He was just a guy in my class. A guy that I find nothing special on. Well it was. Now? He is something special beneath my heart. His ways of laughing that reflected mine. His smile touched my soul. He is no popular or important to people. But somehow he become important to me. Starting from then, I kinda like him a lil :) . But love for me is just a painted flower in canvas of life. It stays there and never blossom. I know my heart for him will go no where as Im stuck here in the teenage world. And for him liking me is just a snowman in a summer. But his appearance, attitude makes my heart grow fonder. He always tease me everytime in class. How can I stop liking him? But him teasing me, I know deep down in my heart, I like it. But this one day, my friend ask him if he like me or not. I was just there with them. And he said no. Adding some words that describe how impossible for it to be true. My heart suddenly went down. Cry? no im not a baby. Scream? no I dont want to be crazy. Silent? yes that is all I can do. I dont think he knows I like him. He probably like my friend in class. I caught him looking at her a thousand times. But she said Im just so inlove till I got jealous of him checking on another girl. Well speaking of another girl, he have one. But they seem to be close and not a couple. I dont know wether he still like her or not but for sure. I hate them both cuddling at the canteen.

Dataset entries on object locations
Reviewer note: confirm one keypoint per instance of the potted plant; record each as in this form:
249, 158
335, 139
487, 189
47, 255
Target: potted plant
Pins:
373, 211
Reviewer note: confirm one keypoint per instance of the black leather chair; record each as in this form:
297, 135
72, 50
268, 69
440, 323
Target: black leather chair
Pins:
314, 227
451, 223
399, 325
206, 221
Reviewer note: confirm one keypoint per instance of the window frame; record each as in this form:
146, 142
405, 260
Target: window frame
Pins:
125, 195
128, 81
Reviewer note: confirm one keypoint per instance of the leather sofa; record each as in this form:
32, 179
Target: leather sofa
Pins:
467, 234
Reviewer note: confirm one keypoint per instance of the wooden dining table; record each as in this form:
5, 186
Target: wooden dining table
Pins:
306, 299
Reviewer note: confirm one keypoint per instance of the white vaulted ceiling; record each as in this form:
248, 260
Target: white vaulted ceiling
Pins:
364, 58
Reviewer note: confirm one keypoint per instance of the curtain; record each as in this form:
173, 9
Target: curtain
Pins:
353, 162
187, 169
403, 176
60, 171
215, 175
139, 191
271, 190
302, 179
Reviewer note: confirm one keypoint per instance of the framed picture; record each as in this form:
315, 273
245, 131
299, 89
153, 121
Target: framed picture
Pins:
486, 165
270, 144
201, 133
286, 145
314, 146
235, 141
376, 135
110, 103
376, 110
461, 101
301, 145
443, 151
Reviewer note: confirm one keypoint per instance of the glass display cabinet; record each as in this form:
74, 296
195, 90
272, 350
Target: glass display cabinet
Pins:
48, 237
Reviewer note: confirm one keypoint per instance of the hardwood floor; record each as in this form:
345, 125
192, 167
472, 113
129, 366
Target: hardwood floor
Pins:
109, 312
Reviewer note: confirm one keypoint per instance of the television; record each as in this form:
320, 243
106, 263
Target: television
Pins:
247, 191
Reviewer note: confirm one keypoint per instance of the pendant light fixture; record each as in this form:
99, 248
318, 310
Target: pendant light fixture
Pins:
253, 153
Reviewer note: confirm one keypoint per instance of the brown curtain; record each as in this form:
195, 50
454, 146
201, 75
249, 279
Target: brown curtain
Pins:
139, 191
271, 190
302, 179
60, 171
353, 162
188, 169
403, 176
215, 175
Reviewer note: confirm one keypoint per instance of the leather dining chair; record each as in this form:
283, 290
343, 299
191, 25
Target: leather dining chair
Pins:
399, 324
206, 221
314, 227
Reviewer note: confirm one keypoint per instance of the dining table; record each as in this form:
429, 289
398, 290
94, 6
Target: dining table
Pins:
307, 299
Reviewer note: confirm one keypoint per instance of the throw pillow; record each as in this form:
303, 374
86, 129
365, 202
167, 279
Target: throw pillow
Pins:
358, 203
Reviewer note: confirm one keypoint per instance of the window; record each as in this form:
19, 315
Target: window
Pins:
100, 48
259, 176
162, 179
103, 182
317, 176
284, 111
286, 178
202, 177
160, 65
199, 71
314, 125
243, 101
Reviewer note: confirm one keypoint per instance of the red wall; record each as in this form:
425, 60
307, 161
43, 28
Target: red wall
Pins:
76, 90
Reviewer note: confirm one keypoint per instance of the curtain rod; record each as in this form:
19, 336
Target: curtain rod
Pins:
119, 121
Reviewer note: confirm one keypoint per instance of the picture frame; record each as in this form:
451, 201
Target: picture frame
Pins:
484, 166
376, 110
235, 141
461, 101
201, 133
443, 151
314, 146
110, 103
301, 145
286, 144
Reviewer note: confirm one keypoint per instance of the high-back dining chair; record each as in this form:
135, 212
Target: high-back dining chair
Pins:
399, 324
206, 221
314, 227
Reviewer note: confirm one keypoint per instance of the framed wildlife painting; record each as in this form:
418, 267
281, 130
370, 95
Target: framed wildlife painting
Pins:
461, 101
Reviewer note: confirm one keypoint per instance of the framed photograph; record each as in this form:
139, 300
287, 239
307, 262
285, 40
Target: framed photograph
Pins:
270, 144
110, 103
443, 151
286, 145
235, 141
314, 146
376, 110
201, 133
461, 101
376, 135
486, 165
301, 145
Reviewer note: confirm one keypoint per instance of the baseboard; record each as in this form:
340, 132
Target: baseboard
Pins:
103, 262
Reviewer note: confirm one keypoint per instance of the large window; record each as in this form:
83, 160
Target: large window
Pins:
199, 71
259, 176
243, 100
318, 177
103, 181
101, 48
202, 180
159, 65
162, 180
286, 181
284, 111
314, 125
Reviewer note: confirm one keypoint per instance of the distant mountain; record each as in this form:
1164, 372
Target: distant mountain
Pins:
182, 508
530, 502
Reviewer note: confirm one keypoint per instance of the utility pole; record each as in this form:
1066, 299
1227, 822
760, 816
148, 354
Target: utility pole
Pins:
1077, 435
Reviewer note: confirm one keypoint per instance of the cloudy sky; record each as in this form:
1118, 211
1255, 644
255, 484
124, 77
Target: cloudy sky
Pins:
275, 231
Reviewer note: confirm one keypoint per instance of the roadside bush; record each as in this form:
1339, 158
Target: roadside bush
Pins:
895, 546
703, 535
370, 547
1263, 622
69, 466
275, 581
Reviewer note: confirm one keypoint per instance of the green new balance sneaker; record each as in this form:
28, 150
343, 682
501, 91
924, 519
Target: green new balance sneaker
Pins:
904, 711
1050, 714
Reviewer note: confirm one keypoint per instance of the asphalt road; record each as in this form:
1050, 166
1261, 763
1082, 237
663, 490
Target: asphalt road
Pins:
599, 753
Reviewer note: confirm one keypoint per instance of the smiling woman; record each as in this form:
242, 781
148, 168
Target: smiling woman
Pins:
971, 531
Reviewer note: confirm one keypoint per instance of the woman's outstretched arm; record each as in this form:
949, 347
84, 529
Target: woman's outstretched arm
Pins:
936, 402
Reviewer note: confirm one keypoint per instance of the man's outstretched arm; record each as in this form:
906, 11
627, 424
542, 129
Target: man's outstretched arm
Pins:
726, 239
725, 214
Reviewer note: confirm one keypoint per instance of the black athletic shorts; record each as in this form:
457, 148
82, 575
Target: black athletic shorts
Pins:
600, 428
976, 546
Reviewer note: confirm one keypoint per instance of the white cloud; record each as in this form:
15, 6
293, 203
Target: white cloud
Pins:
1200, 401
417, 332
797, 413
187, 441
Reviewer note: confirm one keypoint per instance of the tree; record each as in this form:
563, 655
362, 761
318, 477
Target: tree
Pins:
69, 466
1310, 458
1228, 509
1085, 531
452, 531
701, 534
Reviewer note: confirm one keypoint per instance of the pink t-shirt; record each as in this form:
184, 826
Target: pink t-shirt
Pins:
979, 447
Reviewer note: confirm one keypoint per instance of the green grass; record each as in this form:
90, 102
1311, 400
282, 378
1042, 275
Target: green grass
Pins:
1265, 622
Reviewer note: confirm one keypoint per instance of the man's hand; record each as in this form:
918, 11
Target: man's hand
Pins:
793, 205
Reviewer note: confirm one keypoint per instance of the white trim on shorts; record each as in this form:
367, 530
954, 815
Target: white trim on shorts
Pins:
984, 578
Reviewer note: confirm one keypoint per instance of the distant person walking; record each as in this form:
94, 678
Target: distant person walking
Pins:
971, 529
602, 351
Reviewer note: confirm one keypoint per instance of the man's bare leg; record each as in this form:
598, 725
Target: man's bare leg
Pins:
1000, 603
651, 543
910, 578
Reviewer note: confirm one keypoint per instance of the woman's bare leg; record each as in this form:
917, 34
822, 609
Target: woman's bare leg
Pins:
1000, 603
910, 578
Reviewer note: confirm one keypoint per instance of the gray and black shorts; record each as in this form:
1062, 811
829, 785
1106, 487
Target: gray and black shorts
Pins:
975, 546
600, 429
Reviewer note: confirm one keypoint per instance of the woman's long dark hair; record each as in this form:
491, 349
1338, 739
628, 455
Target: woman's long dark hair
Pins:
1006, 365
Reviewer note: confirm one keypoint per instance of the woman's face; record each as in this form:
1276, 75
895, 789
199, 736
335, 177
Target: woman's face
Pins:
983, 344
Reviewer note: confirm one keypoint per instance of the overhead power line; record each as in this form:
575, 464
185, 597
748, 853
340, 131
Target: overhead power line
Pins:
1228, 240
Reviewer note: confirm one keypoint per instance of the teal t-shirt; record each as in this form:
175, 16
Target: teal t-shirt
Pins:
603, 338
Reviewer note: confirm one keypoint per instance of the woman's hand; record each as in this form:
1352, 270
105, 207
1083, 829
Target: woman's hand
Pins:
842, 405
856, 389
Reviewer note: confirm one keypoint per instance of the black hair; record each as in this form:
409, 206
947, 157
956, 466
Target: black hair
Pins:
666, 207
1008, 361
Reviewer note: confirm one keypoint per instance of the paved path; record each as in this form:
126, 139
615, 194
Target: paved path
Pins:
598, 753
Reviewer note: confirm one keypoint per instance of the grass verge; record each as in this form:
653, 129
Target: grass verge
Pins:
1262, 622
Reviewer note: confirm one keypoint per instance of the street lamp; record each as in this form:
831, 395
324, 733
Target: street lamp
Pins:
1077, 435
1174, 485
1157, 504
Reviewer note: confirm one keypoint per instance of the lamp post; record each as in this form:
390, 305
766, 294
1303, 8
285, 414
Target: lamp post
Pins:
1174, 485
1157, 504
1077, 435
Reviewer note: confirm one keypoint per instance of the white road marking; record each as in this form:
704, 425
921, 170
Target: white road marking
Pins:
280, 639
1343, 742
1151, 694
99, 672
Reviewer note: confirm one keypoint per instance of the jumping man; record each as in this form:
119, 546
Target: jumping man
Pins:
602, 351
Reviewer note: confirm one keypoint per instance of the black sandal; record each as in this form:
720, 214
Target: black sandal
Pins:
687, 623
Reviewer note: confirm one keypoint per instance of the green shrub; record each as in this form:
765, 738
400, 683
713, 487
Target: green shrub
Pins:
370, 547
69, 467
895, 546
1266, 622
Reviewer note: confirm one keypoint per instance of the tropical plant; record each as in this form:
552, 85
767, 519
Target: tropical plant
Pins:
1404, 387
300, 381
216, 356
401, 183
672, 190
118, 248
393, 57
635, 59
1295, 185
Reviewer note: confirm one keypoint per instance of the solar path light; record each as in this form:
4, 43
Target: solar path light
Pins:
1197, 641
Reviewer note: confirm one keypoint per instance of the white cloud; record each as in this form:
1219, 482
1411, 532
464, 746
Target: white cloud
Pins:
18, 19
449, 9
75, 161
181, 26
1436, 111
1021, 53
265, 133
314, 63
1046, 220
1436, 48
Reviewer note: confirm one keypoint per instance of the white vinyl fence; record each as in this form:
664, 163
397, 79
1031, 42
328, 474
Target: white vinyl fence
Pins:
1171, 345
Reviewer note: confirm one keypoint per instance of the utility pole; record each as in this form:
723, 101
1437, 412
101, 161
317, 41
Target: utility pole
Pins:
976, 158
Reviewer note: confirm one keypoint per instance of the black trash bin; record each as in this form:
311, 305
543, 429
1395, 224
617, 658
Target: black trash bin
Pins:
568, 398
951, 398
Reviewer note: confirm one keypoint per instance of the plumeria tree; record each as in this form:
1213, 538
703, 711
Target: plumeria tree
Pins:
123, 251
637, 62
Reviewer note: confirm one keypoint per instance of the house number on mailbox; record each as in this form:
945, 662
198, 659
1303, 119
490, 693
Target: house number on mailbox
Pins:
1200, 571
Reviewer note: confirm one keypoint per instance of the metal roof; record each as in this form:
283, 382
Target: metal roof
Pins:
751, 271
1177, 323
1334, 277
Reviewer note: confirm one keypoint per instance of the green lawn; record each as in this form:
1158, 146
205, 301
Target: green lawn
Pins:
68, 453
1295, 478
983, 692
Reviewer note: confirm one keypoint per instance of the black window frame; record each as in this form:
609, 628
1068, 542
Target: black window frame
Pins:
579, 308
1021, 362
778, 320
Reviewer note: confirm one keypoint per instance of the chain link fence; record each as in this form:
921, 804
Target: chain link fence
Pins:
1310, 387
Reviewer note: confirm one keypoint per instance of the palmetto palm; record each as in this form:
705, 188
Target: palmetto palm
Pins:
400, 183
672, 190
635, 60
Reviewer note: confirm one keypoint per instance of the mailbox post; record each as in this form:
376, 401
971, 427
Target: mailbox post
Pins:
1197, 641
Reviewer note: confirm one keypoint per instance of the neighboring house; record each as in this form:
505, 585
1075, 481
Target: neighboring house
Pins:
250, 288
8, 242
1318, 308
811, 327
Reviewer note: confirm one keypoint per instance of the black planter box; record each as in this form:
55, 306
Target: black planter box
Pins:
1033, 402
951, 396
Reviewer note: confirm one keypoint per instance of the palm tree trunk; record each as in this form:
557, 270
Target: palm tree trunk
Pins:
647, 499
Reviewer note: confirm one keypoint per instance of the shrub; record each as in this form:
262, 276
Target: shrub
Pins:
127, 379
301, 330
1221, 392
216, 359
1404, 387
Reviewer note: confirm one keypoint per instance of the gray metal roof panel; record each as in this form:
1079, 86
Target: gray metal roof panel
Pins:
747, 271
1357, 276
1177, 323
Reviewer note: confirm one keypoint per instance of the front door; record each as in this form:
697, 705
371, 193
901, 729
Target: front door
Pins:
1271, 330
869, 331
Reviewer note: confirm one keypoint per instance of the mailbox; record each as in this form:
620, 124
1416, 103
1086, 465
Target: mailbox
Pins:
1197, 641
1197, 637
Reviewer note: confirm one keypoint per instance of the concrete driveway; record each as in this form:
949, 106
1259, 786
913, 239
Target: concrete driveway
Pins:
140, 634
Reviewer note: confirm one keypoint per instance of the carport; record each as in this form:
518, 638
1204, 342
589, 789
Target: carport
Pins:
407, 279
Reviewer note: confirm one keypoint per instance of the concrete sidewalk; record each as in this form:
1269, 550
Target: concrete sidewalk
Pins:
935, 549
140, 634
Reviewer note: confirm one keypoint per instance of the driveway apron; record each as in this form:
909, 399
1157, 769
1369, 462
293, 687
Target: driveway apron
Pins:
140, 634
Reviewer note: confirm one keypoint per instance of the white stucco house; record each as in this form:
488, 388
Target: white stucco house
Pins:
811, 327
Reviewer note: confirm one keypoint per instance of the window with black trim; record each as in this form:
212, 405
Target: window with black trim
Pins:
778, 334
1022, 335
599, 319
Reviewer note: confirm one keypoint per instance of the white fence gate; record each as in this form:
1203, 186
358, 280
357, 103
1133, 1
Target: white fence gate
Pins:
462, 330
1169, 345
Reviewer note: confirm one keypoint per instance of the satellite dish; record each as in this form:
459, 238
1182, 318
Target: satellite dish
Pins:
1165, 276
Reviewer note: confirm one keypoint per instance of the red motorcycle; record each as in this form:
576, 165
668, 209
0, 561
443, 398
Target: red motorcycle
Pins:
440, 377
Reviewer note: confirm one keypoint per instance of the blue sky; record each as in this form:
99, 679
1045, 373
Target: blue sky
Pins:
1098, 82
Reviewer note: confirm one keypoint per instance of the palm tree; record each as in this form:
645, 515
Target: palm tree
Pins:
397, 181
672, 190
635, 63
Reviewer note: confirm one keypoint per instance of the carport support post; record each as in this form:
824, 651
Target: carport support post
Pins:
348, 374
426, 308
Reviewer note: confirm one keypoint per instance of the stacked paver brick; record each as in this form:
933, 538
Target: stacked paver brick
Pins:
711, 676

- **What this exercise asks**:
1. In the piece about a crush on a classmate, where does the writer hate seeing him and the other girl cuddling?
2. Pick up the piece about a crush on a classmate and continue it from its final sentence.

- **The replies**:
1. At the canteen.

2.
The way he treat me and the way we laugh is just something bright for me to happen in one day. Till my emotion become so weak I think I had shown my heart to him. And he somehow shocked and stayed away from me. Why he would do that? Does he like me or like me just a friend so that he can tease everyday? Or he is still loyal to his ex? I slowly thinks Im a kite without an owner.
But my friend here, well she is expert in love as she goals it many times. She said that we like each other. But the obstacles facing him makes him think that this is not the right time to play with love. So he spend all his time he have to tease me. Cruel?? yeahh. but for me, please Fifi, dont ever stop :)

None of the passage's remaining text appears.